BEGIN Extracted data

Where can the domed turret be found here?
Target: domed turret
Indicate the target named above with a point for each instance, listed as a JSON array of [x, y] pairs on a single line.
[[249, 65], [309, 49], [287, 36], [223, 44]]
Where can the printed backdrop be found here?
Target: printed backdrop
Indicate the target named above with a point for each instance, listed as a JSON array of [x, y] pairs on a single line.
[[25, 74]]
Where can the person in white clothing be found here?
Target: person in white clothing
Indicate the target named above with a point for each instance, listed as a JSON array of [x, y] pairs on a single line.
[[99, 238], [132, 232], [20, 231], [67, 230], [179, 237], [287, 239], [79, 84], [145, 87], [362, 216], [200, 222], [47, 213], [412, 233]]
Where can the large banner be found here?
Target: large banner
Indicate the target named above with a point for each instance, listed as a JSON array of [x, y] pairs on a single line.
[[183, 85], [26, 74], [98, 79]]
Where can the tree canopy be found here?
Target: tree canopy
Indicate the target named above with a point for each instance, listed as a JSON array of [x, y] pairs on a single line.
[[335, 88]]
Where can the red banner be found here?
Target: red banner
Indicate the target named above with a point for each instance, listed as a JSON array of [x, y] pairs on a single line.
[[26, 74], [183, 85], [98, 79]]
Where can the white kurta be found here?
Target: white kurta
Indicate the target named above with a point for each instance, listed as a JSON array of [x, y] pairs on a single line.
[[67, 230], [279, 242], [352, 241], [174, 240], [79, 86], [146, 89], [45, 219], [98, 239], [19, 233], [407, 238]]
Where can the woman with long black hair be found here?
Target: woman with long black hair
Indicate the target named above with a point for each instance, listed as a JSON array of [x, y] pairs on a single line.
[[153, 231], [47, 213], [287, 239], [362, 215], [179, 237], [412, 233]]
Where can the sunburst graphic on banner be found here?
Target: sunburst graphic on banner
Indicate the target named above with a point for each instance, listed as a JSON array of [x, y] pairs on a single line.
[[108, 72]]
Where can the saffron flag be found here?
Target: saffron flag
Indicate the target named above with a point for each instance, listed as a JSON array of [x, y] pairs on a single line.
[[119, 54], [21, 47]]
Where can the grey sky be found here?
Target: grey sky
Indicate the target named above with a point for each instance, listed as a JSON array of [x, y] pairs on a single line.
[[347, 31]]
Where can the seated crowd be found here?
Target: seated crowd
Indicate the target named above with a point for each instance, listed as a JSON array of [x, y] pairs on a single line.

END Extracted data

# Task directions
The answer must be the line containing "Target: saffron flag" and every line after it through the end of the records, repeated exactly.

# Your response
Target: saffron flag
Indicate the target named above with a point for each instance, listed as a JSON array of [x, y] pairs on a single line.
[[119, 54], [21, 47]]
Where can the grey sky be found here?
Target: grey sky
Indicate the target named above with a point for each instance, listed as a JSON array of [x, y] pairs on a single line.
[[347, 31]]
Where can the seated crowd be found here?
Target: seated crowd
Indicate the target named above with a point for each instance, listed as a JSON array of [x, y] pairs on a single line.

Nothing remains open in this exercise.